[Provided information — start]

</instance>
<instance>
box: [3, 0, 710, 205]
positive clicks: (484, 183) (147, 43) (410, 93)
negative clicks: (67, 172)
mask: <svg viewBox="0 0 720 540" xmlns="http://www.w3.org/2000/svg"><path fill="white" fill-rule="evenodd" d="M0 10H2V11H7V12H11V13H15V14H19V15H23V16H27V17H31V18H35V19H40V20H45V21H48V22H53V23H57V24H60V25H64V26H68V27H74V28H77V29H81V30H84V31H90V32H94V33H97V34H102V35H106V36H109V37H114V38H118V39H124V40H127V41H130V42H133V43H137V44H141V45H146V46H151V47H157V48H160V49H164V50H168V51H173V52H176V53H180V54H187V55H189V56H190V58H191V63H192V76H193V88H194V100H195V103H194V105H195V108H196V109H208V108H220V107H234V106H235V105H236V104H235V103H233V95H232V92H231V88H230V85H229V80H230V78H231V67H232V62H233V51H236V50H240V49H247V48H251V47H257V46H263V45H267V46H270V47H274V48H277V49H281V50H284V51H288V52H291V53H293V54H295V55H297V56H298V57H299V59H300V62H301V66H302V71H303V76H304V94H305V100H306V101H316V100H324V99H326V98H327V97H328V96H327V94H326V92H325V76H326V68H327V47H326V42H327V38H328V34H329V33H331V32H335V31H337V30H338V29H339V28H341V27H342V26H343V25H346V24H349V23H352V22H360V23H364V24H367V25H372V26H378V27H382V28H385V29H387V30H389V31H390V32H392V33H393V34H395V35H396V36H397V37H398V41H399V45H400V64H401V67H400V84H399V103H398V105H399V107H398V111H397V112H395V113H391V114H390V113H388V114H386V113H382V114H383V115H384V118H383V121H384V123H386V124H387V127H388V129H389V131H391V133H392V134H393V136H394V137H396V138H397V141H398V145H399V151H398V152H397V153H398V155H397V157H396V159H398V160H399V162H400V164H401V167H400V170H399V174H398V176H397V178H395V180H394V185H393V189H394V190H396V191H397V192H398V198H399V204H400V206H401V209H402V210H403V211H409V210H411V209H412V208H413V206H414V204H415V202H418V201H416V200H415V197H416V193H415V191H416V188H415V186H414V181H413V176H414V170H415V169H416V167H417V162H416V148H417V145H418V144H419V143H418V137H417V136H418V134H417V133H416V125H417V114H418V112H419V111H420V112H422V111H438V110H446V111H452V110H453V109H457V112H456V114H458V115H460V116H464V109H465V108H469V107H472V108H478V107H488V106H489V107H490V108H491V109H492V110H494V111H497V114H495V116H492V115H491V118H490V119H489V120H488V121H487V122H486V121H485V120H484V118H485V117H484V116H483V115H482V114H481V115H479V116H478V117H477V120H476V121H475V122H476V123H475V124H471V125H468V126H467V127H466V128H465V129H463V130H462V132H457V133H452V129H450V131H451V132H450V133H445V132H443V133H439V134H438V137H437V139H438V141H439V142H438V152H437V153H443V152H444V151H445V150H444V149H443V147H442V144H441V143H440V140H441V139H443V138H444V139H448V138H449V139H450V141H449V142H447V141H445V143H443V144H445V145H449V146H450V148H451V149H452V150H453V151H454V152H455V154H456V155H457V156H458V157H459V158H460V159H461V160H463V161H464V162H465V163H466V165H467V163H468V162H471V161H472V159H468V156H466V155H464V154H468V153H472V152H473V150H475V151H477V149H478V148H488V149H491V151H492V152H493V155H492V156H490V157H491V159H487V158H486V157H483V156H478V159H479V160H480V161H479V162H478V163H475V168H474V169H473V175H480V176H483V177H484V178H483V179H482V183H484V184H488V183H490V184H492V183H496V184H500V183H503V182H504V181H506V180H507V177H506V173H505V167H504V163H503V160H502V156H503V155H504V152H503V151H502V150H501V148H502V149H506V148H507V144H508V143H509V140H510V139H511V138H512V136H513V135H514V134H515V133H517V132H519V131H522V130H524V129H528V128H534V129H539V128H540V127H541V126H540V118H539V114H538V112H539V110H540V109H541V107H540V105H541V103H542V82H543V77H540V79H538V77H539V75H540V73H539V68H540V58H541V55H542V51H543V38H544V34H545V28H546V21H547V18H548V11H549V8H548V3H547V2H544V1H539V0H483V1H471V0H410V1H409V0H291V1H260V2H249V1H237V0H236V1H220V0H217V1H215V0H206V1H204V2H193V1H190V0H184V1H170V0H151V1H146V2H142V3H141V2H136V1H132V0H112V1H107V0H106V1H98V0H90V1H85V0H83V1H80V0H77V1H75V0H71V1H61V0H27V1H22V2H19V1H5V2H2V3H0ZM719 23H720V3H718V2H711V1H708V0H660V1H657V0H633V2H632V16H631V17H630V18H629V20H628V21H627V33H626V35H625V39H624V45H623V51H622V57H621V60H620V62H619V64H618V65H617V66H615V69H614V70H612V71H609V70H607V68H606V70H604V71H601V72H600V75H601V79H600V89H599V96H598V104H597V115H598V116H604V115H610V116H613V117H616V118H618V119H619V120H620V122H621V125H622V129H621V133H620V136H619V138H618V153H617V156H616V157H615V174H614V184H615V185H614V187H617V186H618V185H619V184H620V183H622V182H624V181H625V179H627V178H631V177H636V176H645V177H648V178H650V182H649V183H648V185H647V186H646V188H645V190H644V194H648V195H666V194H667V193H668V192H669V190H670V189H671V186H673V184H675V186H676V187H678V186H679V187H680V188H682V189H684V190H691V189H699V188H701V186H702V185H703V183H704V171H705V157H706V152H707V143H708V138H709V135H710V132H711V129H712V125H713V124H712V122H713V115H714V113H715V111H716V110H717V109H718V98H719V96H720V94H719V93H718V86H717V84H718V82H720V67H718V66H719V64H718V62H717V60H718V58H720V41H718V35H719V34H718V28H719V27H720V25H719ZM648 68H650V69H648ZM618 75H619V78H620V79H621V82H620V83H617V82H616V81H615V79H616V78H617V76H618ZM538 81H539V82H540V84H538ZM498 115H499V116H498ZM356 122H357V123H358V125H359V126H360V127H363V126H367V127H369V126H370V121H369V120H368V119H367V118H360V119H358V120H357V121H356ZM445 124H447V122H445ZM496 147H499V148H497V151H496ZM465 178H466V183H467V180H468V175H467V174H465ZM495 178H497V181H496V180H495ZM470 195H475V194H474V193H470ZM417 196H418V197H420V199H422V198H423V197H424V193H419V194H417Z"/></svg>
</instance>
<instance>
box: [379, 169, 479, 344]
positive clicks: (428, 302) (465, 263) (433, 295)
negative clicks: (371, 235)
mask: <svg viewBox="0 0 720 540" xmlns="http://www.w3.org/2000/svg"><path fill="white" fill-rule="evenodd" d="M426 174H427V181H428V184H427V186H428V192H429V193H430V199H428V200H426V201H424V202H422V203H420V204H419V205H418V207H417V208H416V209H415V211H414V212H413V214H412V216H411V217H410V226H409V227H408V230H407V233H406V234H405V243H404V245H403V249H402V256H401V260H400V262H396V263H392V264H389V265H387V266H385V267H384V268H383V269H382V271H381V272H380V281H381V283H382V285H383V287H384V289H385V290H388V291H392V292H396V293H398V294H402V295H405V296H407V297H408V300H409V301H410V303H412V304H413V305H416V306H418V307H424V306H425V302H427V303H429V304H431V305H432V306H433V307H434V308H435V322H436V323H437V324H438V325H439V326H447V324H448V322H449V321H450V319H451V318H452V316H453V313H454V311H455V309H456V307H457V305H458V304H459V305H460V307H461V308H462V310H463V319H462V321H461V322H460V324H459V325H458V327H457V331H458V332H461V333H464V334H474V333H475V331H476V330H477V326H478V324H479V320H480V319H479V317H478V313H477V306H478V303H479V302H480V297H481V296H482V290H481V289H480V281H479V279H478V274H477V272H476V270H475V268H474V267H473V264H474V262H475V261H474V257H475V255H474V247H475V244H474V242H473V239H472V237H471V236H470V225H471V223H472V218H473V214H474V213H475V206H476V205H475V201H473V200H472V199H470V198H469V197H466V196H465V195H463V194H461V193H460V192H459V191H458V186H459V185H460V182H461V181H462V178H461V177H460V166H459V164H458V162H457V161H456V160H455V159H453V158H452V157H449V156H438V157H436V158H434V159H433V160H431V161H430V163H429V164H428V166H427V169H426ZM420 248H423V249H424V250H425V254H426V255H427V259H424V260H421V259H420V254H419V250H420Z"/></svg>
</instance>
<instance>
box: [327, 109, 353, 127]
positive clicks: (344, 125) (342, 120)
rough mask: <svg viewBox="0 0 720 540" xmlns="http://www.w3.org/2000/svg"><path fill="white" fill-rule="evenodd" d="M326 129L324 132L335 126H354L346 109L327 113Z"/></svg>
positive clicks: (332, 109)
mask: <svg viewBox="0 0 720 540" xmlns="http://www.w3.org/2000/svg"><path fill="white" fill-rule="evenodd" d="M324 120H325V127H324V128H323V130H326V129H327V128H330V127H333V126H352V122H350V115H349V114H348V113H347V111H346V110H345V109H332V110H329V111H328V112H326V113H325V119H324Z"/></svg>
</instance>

[Provided information — finish]

_Problem_.
Scan the listing above for the line that has "box: [379, 169, 479, 344]", then copy exactly from that line through the line that has "rough mask: <svg".

_Answer to this task_.
box: [379, 169, 479, 344]
positive clicks: (428, 302) (465, 263) (433, 295)
negative clicks: (371, 235)
mask: <svg viewBox="0 0 720 540" xmlns="http://www.w3.org/2000/svg"><path fill="white" fill-rule="evenodd" d="M426 174H427V181H428V184H427V186H428V192H429V193H430V199H428V200H426V201H424V202H422V203H420V204H419V205H418V207H417V208H416V209H415V211H414V212H413V214H412V216H411V217H410V226H409V227H408V230H407V233H406V234H405V243H404V245H403V249H402V256H401V260H400V262H396V263H392V264H389V265H387V266H385V267H384V268H383V269H382V271H381V272H380V281H381V283H382V285H383V287H384V289H385V290H388V291H392V292H396V293H398V294H402V295H405V296H407V297H408V300H409V301H410V303H412V304H413V305H416V306H418V307H424V306H425V302H427V303H429V304H431V305H432V306H433V307H434V308H435V322H436V323H437V324H438V325H439V326H447V324H448V322H449V321H450V319H451V318H452V316H453V313H454V311H455V309H456V307H457V305H458V304H459V305H460V307H461V308H462V310H463V319H462V321H461V322H460V324H459V325H458V327H457V331H458V332H461V333H464V334H474V333H475V331H476V330H477V326H478V324H479V320H480V319H479V317H478V313H477V306H478V303H479V302H480V297H481V296H482V290H481V289H480V281H479V279H478V274H477V272H476V270H475V268H474V267H473V264H474V262H475V261H474V257H475V255H474V247H475V244H474V242H473V239H472V237H471V236H470V225H471V223H472V218H473V214H474V213H475V206H476V205H475V201H473V200H472V199H470V198H469V197H466V196H465V195H463V194H461V193H460V192H459V191H458V186H459V185H460V182H461V181H462V178H461V177H460V166H459V164H458V162H457V161H456V160H455V159H453V158H452V157H449V156H438V157H436V158H434V159H433V160H431V161H430V163H429V164H428V166H427V169H426ZM420 248H423V249H424V250H425V254H426V255H427V259H424V260H421V259H420V254H419V250H420Z"/></svg>
</instance>
<instance>
box: [327, 109, 353, 127]
positive clicks: (344, 125) (342, 120)
rough mask: <svg viewBox="0 0 720 540" xmlns="http://www.w3.org/2000/svg"><path fill="white" fill-rule="evenodd" d="M326 129L324 132L335 126H354L346 109L327 113Z"/></svg>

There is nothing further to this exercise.